Reproduce every record below exactly as it appears.

PROVIDED DATA -
========================================

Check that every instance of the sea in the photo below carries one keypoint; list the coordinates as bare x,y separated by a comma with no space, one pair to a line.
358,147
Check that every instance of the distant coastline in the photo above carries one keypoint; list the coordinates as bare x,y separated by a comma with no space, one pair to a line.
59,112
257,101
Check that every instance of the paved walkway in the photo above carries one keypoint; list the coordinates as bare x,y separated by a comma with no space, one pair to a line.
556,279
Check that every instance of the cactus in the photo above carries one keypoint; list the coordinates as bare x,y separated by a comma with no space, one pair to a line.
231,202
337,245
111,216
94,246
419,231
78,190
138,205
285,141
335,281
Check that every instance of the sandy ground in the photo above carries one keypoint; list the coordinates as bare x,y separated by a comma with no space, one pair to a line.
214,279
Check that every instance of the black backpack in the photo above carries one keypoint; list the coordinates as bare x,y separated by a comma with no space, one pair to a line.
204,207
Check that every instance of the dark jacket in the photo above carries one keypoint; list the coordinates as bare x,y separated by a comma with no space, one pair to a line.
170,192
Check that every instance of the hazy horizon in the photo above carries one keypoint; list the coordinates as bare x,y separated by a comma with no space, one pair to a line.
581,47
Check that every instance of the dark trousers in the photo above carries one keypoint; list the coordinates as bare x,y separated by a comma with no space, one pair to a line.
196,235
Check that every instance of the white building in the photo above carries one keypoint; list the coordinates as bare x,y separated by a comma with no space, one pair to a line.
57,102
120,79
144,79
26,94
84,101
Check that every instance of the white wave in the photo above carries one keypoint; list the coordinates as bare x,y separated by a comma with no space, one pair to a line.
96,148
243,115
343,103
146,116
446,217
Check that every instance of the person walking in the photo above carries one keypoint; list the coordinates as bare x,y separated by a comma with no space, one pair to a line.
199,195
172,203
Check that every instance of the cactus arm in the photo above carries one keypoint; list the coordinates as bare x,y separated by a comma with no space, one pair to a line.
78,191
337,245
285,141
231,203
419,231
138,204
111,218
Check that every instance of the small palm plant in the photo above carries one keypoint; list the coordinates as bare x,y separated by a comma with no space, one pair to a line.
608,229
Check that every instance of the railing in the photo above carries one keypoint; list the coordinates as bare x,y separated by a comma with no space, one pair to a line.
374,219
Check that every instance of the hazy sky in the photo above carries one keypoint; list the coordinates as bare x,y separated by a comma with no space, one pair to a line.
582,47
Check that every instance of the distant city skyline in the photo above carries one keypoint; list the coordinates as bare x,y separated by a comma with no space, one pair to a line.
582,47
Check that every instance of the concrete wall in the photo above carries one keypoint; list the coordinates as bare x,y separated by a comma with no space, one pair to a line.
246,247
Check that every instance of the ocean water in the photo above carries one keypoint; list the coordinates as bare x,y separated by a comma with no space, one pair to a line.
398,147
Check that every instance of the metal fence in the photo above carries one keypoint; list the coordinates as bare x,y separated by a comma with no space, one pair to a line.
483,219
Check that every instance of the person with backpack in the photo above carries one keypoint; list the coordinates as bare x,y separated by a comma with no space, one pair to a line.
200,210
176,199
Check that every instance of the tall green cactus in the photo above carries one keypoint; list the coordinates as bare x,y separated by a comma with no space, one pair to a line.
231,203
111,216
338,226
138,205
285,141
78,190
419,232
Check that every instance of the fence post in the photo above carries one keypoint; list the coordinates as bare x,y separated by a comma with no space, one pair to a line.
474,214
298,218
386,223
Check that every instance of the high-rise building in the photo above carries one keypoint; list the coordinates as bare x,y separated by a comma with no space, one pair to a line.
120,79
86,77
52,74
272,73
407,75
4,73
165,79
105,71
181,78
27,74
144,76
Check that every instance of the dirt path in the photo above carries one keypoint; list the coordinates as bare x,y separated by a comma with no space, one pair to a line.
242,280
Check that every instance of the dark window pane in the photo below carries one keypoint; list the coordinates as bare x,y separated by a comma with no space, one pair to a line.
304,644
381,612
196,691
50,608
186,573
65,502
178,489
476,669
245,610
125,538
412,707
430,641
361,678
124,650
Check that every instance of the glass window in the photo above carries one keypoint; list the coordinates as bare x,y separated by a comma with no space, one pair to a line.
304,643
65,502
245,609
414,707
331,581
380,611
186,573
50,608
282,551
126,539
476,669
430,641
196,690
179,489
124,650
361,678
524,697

========================================

OUTPUT BELOW -
Check that every instance of the sea in the photo below carries one keypoint; list the coordinates as bare x,y separated by a comma with no space, one pair to a line.
358,147
Check that every instance of the distant coastline in the photo above carries one keypoint; list the coordinates as bare x,y separated by a comma with no space, one pair to a line.
59,112
257,101
Check that every instance of the paved walkway in the photo above carries one keypoint; list the coordinates as bare x,y separated by a comma with no space, one pair to a line.
556,279
Check that every instance of the cactus in the photo above carries one keypoint; list the coordinates as bare x,y separated by a comma with no space, one pair to a line.
231,202
337,245
111,216
94,246
419,231
78,190
138,205
285,141
335,281
Check that every instance of the sandy ground in the photo above carries one keypoint; list the coordinates as bare x,y separated by a comma with no space, one pair to a line.
214,279
Check that every instance of the black backpack in the photo above carries one keypoint; list the coordinates as bare x,y separated by a comma with no space, one pair to a line.
204,207
Check that every instance of the dark jacket in the photo above carries one keypoint; list the coordinates as bare x,y separated by a comma with no space, one pair to a line.
170,192
Check that every instance of the hazy horizon in the photo above carries one keypoint; list the coordinates as bare x,y separated by a comma with no space, one pair to a line.
581,47
Check that every instance of the dark trousers in the photo above carries one keypoint; list the coordinates as bare x,y separated by a comma with no space, one pair to a line.
196,235
Check that every instance of the white building in the photo above carries one keypoint; list the coordinates as bare x,y separated by a comma with no space, one pair to a line.
57,102
120,79
144,79
26,94
84,101
Check that every instance of the white wave in the photo above carries one keypoint; list the coordinates as bare x,y separated by a comma with no space, one pair to a line.
96,148
243,115
343,103
146,116
446,217
Check that every instance of the person walking in the photo above carries one keypoint; list the coordinates as bare x,y separated by a comma with no space, one pair to a line.
199,195
172,203
Check that every instance of the cactus arm in the photo above carries one keypoint; list the coordinates as bare x,y separated by a comma with no space, one pair to a line.
78,191
337,245
285,141
231,203
419,231
138,204
111,218
Check that every instance of the small palm plant in the photo above carries one keypoint; list the coordinates as bare x,y separated by a comma with no space, one pair to a line.
608,229
Check that every instance of the railing in the photo above carries one keypoint; list the coordinates as bare x,y separated by a comma with no space, one pair to a line.
374,219
Check that every instance of the hazy sky in the photo above carries one keypoint; list the coordinates as bare x,y separated by a comma with no space, one pair to a line.
582,47
Check that every instance of the distant city skyline in the photo above carries one keypoint; list the coordinates as bare x,y separated by a comma with no space, one pair to a line.
582,47
Check that every instance of the concrete wall in the photo above carries one keypoint; list the coordinates as bare x,y separated by a comma with no space, one pair to a line.
246,247
Check that every instance of the ocean water in the photo above carries one keypoint; list the coordinates as bare x,y separated by a comma with no space, one pair to a line.
398,147
Check that every instance of the metal fence in the photo above carries one keypoint; list the coordinates as bare x,y separated by a comma with no space, one pair to a line.
483,219
Check that every instance of the person with backpack in the photo above carries one keypoint; list the coordinates as bare x,y separated by a comma with no space, one pair to a line.
200,210
176,199
Check that every instance of the tall green cactus in the photo above carries one keypoint; list the coordinates as bare x,y separated by a comma with no space, one pair to a line.
231,203
111,216
338,226
138,205
285,141
78,190
419,232
Check that every instance of the fence post in the photo above carries one keypoint; list the coordinates as bare x,y separated by a comma with no space, one pair to a line.
474,214
298,218
386,223
Check that every instance of the high-rise building in the photo above carries one keypoint; list the coordinates as bare x,y separated by a comma with no space, one pair to a line.
120,79
86,77
52,74
272,73
407,75
4,73
165,79
105,71
181,78
27,74
144,76
Check that every instance of the dirt path in the photo above carries one keypoint; list the coordinates as bare x,y separated by a comma with no space, one pair to a line.
242,280
Check that every instance of the dark window pane in the photo below carries one keypoint; list the coordinates as bare x,y separated by a comma with no space, one pair to a line.
304,644
381,612
196,691
50,608
186,573
65,502
178,489
476,669
245,610
125,538
412,707
430,641
361,678
124,650
Check that every instance of the glass window in the photo above carries one keypoint; list the coordinates as bare x,y separated by a comma with no space, one pair to a line.
304,643
65,502
245,609
414,707
331,581
380,611
186,573
50,608
282,551
126,539
476,669
430,641
196,690
179,489
124,650
361,678
524,697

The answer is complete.